GIVEN TEXT:
Lesson Learned: Do not ignore intuition or dreams. Something in the subconscious is telling you the situation is unsafe. In this case, I’ll never know, he might have been the nicest guy ever. I stick with trusting my intuition, even though it cost me a possible relationship. This experience reinforced something I was starting to understand – anyone who moves too fast, pressures you to push your pace and do something outside your comfort zone, who downplays your need to keep yourself safe – that person is raising a huge red flag. Women have unknowingly crossed paths with sociopaths, malignant narcissists and serial killers, trusted their lives and the lives of their children to men they barely knew, with tragic results. Never be manipulated into ignoring your instincts. Don’t be shamed. Don’t be threatened. Don’t ignore your instincts because you feel embarrassed. The news is full of narratives where people say I had a feeling something was off, but I ignored it. I should have paid attention. Don’t be that person.
These stories may give the impression I always put men at fault. Not so. I’m well aware men might be out there writing cautionary tales about relationships with someone like me.
I never want to give up my trusting nature and my belief in the goodness of people. But I learned to accept the reality of the world we live in. Men (and women) lie, cheat, manipulate, con, hurt, disappoint, prey upon, bully, keep secrets, stalk, exploit, present themselves falsely, and in worst-case-scenarios assault, rape and murder – then minimize, deny, deflect, gaslight, blame others, and cast themselves as the victim while they do it. And it’s not black-and-white – good people end up behaving badly in some situations.
Hope and wanting make you vulnerable to an extent; I never found a way around that other than life experience. In my 25-year** learning curve, I got better in my skills and my selection process. When I made missteps I tried not to dwell on self-recrimination. I tried to remain optimistic despite bitter setbacks. Some experiences left me sad, resentful, disillusioned, distrustful, angry, wary, yet some part of me remained committed to a life with love in it.

Dataset entries:
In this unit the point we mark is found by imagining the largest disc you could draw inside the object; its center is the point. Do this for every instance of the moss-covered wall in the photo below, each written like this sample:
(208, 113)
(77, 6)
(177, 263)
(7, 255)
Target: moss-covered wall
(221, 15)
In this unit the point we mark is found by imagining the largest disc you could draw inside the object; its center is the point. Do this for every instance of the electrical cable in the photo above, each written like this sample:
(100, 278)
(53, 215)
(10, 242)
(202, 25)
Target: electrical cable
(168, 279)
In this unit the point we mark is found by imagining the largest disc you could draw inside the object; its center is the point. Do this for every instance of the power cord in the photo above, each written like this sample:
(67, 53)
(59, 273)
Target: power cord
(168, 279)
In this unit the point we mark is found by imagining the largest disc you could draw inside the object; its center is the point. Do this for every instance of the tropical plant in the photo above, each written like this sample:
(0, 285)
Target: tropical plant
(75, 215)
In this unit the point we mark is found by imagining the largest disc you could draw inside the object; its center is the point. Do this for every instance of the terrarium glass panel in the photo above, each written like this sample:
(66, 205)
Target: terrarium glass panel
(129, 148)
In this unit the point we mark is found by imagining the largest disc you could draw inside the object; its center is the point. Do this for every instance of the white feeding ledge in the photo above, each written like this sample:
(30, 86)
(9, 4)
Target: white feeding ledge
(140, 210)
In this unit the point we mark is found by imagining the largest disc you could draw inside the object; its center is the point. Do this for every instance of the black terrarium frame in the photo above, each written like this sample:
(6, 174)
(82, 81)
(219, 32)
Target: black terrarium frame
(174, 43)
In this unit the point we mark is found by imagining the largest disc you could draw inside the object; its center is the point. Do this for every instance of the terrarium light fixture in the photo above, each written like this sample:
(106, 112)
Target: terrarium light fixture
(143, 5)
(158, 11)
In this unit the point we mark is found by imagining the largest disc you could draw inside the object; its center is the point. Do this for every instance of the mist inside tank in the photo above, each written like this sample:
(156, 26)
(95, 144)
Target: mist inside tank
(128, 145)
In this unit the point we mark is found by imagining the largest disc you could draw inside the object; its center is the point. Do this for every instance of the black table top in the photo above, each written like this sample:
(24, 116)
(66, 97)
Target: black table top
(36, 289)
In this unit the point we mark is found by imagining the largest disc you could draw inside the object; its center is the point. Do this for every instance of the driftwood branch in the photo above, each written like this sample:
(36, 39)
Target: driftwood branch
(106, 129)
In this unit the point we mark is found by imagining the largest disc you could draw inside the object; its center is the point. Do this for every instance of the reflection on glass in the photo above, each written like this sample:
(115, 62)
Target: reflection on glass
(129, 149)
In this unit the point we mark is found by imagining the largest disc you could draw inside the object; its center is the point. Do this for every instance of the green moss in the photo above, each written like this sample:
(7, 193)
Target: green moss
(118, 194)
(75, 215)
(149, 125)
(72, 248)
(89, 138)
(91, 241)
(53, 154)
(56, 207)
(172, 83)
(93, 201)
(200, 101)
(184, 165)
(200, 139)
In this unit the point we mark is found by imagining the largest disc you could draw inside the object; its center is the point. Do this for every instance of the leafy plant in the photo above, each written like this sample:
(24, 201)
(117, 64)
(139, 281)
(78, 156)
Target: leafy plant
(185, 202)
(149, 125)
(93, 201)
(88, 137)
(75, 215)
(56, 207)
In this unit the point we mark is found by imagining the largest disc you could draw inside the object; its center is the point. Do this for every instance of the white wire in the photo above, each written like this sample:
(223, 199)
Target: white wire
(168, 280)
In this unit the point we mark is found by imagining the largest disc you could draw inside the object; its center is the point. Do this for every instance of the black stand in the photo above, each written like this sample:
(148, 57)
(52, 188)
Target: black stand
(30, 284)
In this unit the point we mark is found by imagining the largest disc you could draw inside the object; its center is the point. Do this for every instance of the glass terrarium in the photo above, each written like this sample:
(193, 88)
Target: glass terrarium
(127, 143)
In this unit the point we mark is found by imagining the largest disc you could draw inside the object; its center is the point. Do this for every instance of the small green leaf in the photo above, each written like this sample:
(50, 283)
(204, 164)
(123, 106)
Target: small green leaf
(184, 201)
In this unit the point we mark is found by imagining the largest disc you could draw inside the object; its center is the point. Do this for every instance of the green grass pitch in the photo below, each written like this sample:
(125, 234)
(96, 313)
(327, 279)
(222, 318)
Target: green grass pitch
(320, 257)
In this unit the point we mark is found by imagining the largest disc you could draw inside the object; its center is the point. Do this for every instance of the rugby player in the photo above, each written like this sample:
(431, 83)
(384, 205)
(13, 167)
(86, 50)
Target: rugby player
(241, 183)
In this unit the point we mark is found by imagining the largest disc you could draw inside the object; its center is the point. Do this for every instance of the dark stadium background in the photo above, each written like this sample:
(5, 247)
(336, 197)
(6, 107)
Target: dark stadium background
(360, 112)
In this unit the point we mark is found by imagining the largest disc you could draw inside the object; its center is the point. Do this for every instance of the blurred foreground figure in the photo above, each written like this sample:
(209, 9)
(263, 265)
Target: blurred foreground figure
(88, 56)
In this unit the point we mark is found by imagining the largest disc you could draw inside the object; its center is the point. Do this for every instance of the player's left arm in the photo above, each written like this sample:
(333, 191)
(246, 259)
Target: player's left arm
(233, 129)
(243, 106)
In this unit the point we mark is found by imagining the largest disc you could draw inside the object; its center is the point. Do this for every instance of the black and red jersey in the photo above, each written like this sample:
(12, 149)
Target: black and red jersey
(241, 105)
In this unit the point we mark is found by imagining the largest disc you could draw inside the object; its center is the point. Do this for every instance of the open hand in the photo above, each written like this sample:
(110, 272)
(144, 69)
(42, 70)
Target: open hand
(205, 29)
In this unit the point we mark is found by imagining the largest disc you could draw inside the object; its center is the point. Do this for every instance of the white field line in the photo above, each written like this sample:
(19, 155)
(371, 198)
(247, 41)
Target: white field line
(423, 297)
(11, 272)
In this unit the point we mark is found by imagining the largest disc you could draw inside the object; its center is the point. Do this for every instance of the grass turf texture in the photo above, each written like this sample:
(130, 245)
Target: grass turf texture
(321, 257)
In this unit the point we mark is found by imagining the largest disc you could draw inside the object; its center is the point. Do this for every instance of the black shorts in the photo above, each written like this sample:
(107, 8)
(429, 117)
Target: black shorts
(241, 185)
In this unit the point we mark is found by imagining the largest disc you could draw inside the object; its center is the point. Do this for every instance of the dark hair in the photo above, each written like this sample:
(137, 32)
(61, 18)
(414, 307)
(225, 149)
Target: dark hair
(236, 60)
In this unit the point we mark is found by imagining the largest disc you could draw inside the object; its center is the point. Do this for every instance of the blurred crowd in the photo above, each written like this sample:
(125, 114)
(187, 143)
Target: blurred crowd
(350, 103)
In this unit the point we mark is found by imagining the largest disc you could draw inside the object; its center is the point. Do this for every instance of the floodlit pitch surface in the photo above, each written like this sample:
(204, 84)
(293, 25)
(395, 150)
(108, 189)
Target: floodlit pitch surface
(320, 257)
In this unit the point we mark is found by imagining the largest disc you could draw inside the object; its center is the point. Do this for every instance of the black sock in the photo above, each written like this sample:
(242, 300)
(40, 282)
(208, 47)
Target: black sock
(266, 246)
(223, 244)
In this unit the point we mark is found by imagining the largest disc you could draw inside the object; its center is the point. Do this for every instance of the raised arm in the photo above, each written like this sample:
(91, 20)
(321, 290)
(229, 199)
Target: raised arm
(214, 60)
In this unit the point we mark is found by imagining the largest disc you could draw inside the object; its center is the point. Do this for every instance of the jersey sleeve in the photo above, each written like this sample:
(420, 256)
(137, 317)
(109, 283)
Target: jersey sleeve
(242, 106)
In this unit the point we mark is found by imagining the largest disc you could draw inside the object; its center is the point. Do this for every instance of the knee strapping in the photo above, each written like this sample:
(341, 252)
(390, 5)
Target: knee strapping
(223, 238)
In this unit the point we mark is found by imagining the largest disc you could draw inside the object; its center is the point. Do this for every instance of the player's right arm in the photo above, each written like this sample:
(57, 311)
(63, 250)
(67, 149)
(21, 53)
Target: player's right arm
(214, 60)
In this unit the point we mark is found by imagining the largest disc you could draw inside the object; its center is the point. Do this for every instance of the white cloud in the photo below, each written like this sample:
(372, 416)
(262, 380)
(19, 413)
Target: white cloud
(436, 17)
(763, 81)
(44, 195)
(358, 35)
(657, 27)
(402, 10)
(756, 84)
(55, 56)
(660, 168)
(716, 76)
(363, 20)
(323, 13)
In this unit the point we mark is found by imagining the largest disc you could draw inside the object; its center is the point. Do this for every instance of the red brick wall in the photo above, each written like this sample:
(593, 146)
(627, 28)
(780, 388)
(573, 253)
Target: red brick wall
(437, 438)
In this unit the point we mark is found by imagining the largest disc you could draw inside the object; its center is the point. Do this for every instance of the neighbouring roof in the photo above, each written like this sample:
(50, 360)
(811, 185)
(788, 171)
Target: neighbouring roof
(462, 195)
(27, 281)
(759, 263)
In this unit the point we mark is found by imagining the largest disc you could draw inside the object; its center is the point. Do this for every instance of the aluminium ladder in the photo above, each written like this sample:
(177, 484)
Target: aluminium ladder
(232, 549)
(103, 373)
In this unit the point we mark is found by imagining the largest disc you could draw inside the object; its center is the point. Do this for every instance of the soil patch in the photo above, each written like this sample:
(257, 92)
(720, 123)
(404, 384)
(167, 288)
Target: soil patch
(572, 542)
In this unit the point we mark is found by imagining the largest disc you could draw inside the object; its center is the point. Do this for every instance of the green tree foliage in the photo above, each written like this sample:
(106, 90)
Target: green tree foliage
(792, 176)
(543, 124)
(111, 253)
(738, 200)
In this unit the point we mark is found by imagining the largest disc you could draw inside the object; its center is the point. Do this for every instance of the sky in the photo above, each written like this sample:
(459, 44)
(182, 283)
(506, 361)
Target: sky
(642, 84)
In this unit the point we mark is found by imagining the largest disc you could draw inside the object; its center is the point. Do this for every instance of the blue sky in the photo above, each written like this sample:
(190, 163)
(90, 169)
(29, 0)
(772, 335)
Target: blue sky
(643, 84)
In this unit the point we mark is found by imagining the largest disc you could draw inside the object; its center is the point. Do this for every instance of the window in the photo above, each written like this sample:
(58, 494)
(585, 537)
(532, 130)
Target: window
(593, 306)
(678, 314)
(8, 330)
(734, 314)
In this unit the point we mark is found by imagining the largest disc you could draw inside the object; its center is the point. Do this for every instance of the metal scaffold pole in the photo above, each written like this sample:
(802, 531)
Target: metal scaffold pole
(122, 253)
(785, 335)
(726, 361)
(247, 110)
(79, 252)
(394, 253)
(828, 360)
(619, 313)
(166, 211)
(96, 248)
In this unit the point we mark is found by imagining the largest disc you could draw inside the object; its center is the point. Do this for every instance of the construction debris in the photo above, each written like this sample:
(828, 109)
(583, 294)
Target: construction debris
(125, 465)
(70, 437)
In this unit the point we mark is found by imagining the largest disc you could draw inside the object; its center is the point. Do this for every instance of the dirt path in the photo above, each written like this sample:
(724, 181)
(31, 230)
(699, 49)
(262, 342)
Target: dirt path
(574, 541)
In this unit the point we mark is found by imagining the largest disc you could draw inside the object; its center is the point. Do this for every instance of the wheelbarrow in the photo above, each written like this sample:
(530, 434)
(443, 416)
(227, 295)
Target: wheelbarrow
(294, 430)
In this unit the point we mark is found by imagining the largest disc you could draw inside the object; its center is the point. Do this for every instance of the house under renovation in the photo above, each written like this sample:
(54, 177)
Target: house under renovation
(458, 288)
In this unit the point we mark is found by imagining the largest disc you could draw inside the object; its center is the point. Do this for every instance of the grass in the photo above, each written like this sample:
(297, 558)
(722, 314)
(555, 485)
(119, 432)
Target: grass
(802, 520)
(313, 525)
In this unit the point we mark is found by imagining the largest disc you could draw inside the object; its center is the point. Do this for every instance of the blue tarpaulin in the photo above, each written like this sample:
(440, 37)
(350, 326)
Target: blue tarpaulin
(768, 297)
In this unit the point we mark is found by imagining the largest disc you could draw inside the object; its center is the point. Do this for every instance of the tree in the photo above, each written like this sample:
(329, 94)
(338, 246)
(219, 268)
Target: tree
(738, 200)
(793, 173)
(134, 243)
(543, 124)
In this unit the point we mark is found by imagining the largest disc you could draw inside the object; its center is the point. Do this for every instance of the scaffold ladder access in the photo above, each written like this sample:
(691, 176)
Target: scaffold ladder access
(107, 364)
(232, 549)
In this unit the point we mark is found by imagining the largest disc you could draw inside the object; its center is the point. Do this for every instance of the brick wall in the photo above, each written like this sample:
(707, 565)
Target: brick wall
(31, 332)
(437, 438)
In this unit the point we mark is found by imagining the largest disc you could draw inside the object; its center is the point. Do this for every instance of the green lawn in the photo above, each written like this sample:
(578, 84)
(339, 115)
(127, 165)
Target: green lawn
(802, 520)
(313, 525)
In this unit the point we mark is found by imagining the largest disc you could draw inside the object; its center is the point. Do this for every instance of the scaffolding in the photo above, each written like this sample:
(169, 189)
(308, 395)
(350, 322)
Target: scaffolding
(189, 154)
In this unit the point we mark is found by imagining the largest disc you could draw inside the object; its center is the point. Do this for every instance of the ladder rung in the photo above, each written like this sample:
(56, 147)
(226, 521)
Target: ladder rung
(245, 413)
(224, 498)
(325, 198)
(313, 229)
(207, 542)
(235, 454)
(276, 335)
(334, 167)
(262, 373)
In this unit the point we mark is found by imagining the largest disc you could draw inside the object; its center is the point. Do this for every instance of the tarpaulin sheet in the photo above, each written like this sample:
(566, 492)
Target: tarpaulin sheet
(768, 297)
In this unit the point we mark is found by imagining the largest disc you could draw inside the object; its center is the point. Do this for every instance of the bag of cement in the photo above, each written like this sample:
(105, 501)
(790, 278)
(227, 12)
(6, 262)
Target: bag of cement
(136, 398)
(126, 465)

TASK INSTRUCTIONS:
**1)** In the essay on dating and intuition, begin at the words "These stories may" and stop after "someone like me.". Rewrite that part with "cautionary tales" swapped for "warning stories".
**2)** Check each statement against the essay on dating and intuition, answering yes or no and quoting the words that settle it: (a) The writer regrets trusting their intuition because it cost a relationship. (b) The writer wants to keep a trusting nature. (c) The writer holds that only men behave badly in relationships.
**3)** Carry on the essay on dating and intuition from its last sentence.

LIST OF ANSWERS:
**1)**
These stories may give the impression I always put men at fault. Not so. I’m well aware men might be out there writing warning stories about relationships with someone like me.

**2)**
(a) No: "I stick with trusting my intuition, even though it cost me a possible relationship."
(b) Yes: "I never want to give up my trusting nature and my belief in the goodness of people."
(c) No: "These stories may give the impression I always put men at fault. Not so."

**3)**
There are wonderful potential partners out there who are worth the trouble to find. What kept me from finding one sooner was spending months, sometimes years, with men who were never going to be that partner for me. I reacted to hurt unpredictably – sometimes endlessly accommodating and forgiving nonsense, and at other times instituting a harsh one strike and you’re out policy with men. Over time I found balance. The trick is to evolve and not keep repeating the same hard lesson over and over. Learn and grow. Carry on.
* “While My Guitar Gently Weeps.” The White Album. 1968. Writer: George Harrison
Publisher: Concord Music Publishing LLC. My favorite version: Guitar Heaven: the Greatest Guitar Classics of All Time, performed by Santana and Yo Yo Ma, featuring India Arie.
**I started dating around age 15 and got married at age 40, so spent about 25 years in and out of relationships (including a short first marriage) before entering into marriage with my right partner. This year will be our 25-year anniversary, marking a milestone for me – I’ve now been with one man longer than I was with all the other men put together.